* Start Document segment *

In his talk, Carrón identified individualism as the strongest temptation in this period of crisis…
The concept of “individual,” as an abstract individual, is typical of modernity. The Enlightenment was a violent break with earlier tradition and with the concept of “person.” The concept of the single, unique person was replaced by the theoretical concept of the individual, or the citizen. For the Enlightenment, the individual, separated from all communitarian or historical belonging, is essentially solitary; he lives a spiritual solitude, even though he proclaims universal brotherhood. The true individual, the person in his concrete singularity, is the one who is aware that he owes what he is to others–firstly to his parents–and that he needs others in order to live. Christian anthropology is that which has defended the true individual most; it has always spoken of the unrepeatable individual.
I quote: “The individualist sees in the other a threat to his attainment of happiness, as in the saying that defines the attitude of this mentality: homo homini lupus.”
The basic mistake in our mentality is that of having inverted the order of economic means and communitarian ends. Accumulating wealth takes the place of the ends, producing a very painful personal and social laceration. The economic crisis is primarily a crisis in community life, which exasperates greed for economic goods and generates an economic crisis. The inevitable tension between the individual and the community undergoes the effects of original sin, the ongoing tendency to fall. When in Europe we speak of a social fabric that is born of Christianity, we are not speaking of an idyllic or paradisiacal reality. Chesterton said that a Christian society is not a society of virtuous men, but simply of men, and Nicolás Gómez Dávila says that a Christain society is not a society of men who don’t do wrong, but in which they acknowledge when they do wrong. Only then is correction possible.

So it’s not an ethical problem?
It’s a moral problem, of trust between people. In a society for which economy is not everything, in a pre-modern society, when a person got to know a stranger, he immediately considered him a collaborator, a friend. The basis for human relationship was trust, a priori.

Whereas now?
When one is faced with a stranger, he treats him as a potential enemy. This lack of trust is what has brought about the proliferation of rights.  Underlying the exacerbated concept of “rights” typical of the modern era—and of which Spain is giving a woeful example—is a reactive, preventive presupposition. We all demand rights to defend ourselves preventively from the threat that others represent. What Fr. Carrón says about the proliferation of rules is quite right. It presupposes that we must defend ourselves from the harm that others (whom we don’t even know) could cause us. It’s monstrous. 

“This is the paradox of modernity: the more it encourages individualism, the more it is forced to multiply the rules to restrain the ‘wolf’ lurking in each of us.” This judgment conforms to the conception of the modern state….

* End Document segment *
* Start Data provided *

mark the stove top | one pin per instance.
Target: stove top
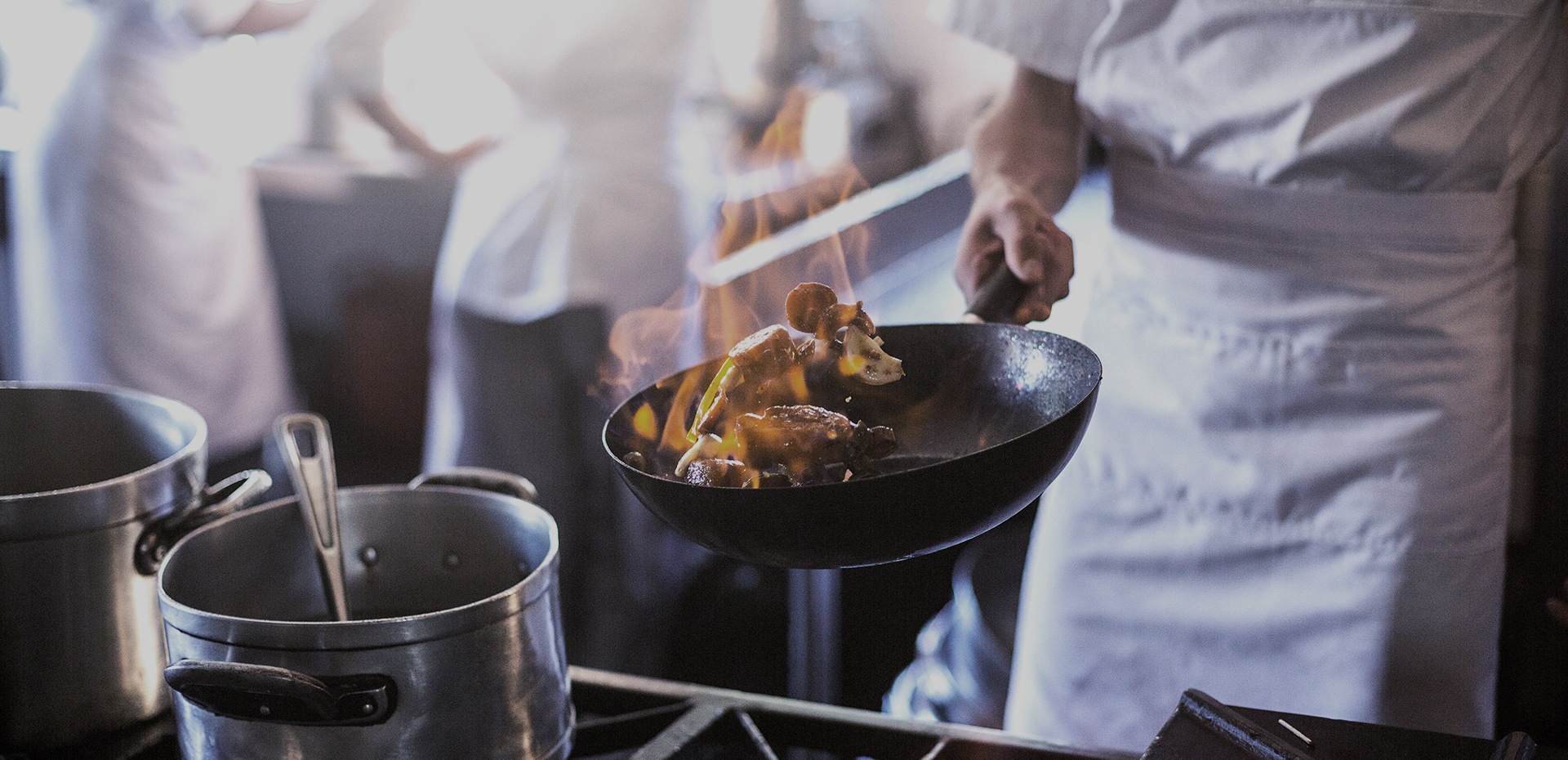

* End Data provided *

# Set tasks
1. According to the excerpt on individualism, why have rights multiplied in the modern era?
2. In the excerpt on individualism, reproduce the passage that opens with the words containing "Whereas now?" and closes with "us. It’s monstrous.".

# Exercise results
1. Rights have multiplied because people no longer trust each other and treat a stranger as a potential enemy. Everyone demands rights to defend themselves preventively from the threat that others, even people they don't know, could pose to them.

2.
Whereas now?
When one is faced with a stranger, he treats him as a potential enemy. This lack of trust is what has brought about the proliferation of rights.  Underlying the exacerbated concept of “rights” typical of the modern era—and of which Spain is giving a woeful example—is a reactive, preventive presupposition. We all demand rights to defend ourselves preventively from the threat that others represent. What Fr. Carrón says about the proliferation of rules is quite right. It presupposes that we must defend ourselves from the harm that others (whom we don’t even know) could cause us. It’s monstrous.